About this task:
Please restate the nurse profile from "With 17 years" up to and including "to the pandemic.", substituting "health crisis" for "pandemic".

With 17 years of nursing experience, Fore says one of her favorite things about the profession is knowing she is making a difference in the lives of her patients.

“I always seem to encounter others who look like me, my aunt, my grandmother or my dad. These individuals tend to stick out more to me because we can relate to each other on a deeper level,” explained Fore. “When a patient says, ‘I really appreciate seeing you because you look like me, understand my culture and what I deal with,’ it’s the best feeling to know I have helped to explain something in a way they could understand or have been their support through a procedure. It’s the high point in my career.”

Over the years, Fore has seen her fair share of challenges in healthcare, namely staff and resource shortages, which have been exaggerated due to the pandemic.

“It is a challenge to provide the care we want to provide to patients. In every setting, the hospital, homecare, even in case management, it feels like we have more than we can handle. Functioning at the level we need to be at as a profession to provide quality care to patients requires a better nurse-to-patient ratio, properly functioning equipment, and more ancillary staff. As a whole team, we are spread too thin.” 

Alternatively, Fore has witnessed changes within the profession that have positively impacted nurses and patients.

“Thank goodness for technology and the ability to share data with all members of a patient’s care team. It prevents duplication and cuts down errors,” described Fore. “As a millennial, I was in the middle of the shift away from paper and I greatly appreciate where we are today with virtual and telehealth. Technology allows us to offer access to people who may not have had access to the healthcare system in the past.”

Following graduation later this year, Fore would love to pursue opportunities in academia as a full-time faculty.

“We need to see more diversity with our educators. I think it starts there, not only in clinical practice, but in academia,” stated Fore. “We need to be diligent in mentoring potential candidates who may not meet the requirements now, so that one day they can be successful in those positions.”

But it’s not just educators of diversity or minority populations who need to be inspired, it’s potential nursing students as well.

“We need to help inspire students of underrepresented populations to consider entering the field of nursing because patients need to see providers who look like them. Our patients need diversity,” said Fore passionately. “Only you understand your culture, what it is like to be in your shoes or live in your community. It matters that they know and see you. That’s how we establish and maintain trust with our patients and when we ultimately see the best health outcomes.”

Fore wants the next generation of underrepresented nurses to know change is coming.

“There are people ahead of you fighting so you have the same opportunities as they did to advance in your career. As more seasoned nurses and professionals move up the ladder, we are going to reach down and pull you up. We are going to come back for you,” declared Fore. “Sometimes we just need help getting the door open. Somebody helped make it better for me and we’re going to do it for you. Keep trucking along, gaining experience, and being dedicated to your education. It will happen.”

As her time at Kent State University College of Nursing comes to an end, Fore enthusiastically shared her experience has been fantastic. “The DNP program was put together like a perfect puzzle. It has absolutely provided me with new skills I would have never learned or discovered had I not decided to continue my education,” remarked Fore. “I truly had no idea it would be this rewarding. The faculty are among the best in their specialties. It’s been a fantastic experience that I have absolutely loved. I would recommend this program to anybody!”

Listed records:
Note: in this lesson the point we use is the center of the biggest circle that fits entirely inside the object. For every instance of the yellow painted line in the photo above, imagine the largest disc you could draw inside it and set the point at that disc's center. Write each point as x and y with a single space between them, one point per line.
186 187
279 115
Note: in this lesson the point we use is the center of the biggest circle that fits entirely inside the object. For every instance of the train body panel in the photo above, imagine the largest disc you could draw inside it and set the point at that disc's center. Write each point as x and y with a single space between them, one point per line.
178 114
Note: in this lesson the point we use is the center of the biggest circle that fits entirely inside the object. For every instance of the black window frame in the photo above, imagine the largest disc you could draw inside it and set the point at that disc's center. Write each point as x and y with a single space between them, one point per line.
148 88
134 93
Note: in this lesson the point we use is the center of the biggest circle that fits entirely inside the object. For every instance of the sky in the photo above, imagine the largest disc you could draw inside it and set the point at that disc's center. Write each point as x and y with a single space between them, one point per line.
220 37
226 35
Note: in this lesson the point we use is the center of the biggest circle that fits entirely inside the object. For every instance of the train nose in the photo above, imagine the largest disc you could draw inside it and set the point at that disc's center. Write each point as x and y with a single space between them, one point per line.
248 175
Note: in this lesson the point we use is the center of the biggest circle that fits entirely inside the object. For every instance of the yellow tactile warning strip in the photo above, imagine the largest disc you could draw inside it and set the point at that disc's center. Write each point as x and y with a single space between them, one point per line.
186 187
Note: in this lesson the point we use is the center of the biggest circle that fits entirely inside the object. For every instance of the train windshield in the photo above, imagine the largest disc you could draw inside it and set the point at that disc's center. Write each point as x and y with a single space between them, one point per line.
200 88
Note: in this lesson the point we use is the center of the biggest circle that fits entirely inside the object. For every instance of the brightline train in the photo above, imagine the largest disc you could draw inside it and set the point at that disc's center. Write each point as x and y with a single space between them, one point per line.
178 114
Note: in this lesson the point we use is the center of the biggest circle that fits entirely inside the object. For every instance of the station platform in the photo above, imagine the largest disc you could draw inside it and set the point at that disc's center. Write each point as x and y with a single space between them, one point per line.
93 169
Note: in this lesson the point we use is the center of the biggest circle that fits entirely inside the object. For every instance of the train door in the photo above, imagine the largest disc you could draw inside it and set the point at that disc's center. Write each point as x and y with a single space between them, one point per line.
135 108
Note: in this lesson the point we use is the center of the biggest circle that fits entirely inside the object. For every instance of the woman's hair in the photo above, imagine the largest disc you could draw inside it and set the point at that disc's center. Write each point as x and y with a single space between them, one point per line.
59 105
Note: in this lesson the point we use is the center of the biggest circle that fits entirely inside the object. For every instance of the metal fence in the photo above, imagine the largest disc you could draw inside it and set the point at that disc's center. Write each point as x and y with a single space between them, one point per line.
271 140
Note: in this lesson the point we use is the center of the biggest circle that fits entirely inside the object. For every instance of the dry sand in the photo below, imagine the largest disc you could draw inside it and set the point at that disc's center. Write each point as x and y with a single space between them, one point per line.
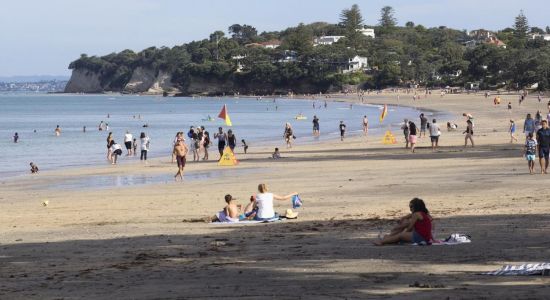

Reply:
With 17 years of nursing experience, Fore says one of her favorite things about the profession is knowing she is making a difference in the lives of her patients.

“I always seem to encounter others who look like me, my aunt, my grandmother or my dad. These individuals tend to stick out more to me because we can relate to each other on a deeper level,” explained Fore. “When a patient says, ‘I really appreciate seeing you because you look like me, understand my culture and what I deal with,’ it’s the best feeling to know I have helped to explain something in a way they could understand or have been their support through a procedure. It’s the high point in my career.”

Over the years, Fore has seen her fair share of challenges in healthcare, namely staff and resource shortages, which have been exaggerated due to the health crisis.